**Material provided**
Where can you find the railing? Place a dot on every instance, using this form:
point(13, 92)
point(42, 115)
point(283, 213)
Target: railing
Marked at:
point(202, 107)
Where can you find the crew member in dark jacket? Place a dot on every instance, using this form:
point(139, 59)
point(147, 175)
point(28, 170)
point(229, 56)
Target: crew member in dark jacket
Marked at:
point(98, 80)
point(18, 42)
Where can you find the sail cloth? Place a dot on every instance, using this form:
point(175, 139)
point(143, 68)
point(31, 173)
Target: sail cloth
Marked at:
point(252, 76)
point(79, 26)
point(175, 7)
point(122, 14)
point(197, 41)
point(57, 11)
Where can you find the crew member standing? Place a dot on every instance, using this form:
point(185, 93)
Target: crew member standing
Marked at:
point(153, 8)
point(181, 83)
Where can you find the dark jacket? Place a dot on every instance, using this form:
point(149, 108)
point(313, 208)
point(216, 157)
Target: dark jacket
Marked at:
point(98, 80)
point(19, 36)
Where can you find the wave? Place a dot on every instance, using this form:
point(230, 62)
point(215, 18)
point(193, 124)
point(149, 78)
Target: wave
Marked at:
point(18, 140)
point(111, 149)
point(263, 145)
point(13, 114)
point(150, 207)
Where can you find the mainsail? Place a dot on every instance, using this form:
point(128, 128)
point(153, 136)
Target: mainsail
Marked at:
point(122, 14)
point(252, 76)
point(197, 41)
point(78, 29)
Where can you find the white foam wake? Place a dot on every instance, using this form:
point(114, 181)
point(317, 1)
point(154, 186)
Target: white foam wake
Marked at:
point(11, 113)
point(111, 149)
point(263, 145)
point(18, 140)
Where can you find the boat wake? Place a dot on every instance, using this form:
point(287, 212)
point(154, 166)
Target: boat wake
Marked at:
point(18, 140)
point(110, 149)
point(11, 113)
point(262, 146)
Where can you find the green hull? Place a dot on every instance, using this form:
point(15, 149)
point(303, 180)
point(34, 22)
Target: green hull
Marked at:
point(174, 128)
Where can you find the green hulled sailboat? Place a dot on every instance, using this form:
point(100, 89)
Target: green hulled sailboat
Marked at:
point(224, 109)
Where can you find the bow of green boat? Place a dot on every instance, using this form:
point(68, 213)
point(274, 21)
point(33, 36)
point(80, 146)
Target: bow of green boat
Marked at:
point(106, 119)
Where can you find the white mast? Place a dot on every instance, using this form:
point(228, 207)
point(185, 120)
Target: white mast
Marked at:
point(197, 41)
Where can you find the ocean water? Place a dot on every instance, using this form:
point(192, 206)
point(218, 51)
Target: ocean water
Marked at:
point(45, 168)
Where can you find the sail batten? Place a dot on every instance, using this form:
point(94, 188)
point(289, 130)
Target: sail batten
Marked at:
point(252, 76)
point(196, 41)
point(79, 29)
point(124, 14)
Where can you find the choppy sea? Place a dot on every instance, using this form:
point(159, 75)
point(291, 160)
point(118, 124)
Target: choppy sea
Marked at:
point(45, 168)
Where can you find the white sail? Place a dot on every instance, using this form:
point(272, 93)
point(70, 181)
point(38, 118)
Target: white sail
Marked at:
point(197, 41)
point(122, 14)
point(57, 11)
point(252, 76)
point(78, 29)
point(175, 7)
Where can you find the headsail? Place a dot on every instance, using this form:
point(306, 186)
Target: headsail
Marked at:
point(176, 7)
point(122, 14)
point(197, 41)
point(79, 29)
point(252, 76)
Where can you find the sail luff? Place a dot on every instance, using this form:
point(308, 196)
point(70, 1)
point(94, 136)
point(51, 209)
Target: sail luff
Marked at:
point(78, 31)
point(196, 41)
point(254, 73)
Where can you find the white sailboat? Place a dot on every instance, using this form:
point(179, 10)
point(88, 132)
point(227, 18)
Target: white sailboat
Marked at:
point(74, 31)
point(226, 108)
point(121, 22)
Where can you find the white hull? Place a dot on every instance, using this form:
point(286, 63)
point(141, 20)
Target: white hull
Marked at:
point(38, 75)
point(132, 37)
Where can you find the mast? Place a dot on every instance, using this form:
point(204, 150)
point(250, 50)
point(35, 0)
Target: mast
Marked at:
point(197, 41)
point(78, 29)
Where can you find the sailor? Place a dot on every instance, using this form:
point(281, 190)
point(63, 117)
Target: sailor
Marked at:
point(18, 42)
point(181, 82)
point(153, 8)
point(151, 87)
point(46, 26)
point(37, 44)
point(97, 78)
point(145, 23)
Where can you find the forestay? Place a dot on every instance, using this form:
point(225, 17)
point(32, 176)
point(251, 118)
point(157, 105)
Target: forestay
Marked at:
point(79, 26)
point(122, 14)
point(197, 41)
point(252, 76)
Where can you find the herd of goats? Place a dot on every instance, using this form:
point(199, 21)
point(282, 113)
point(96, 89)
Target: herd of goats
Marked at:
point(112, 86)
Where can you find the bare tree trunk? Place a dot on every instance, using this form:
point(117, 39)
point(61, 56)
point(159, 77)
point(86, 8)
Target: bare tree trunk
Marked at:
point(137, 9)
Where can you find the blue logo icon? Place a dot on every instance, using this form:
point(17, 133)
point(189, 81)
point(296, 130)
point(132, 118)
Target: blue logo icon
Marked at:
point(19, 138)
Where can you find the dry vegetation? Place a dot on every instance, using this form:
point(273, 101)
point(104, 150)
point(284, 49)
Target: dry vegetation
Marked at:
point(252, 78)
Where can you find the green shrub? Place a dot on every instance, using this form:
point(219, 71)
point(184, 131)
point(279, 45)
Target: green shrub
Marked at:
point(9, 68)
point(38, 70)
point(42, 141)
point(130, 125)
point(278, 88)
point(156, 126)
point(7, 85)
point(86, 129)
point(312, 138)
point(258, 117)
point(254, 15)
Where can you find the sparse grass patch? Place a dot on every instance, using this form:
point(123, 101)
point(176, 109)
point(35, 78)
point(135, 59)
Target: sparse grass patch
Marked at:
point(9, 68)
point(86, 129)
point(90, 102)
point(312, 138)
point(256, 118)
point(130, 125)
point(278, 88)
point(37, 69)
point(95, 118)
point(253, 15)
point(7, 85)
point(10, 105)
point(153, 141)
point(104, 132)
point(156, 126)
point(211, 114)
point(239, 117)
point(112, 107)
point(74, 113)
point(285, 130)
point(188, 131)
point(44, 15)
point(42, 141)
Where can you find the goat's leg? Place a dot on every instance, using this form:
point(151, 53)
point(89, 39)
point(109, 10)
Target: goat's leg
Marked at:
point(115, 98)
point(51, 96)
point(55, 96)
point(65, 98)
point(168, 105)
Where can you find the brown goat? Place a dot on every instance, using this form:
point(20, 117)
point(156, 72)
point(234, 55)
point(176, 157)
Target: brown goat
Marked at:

**Set problem**
Copy the items word for word, from the line with "Where can you find the brown" up to and including the last line of the items.

**The reply**
Where can you find the brown goat? Place a dot on every instance, using this form:
point(20, 117)
point(156, 72)
point(234, 55)
point(176, 157)
Target: brown goat
Marked at:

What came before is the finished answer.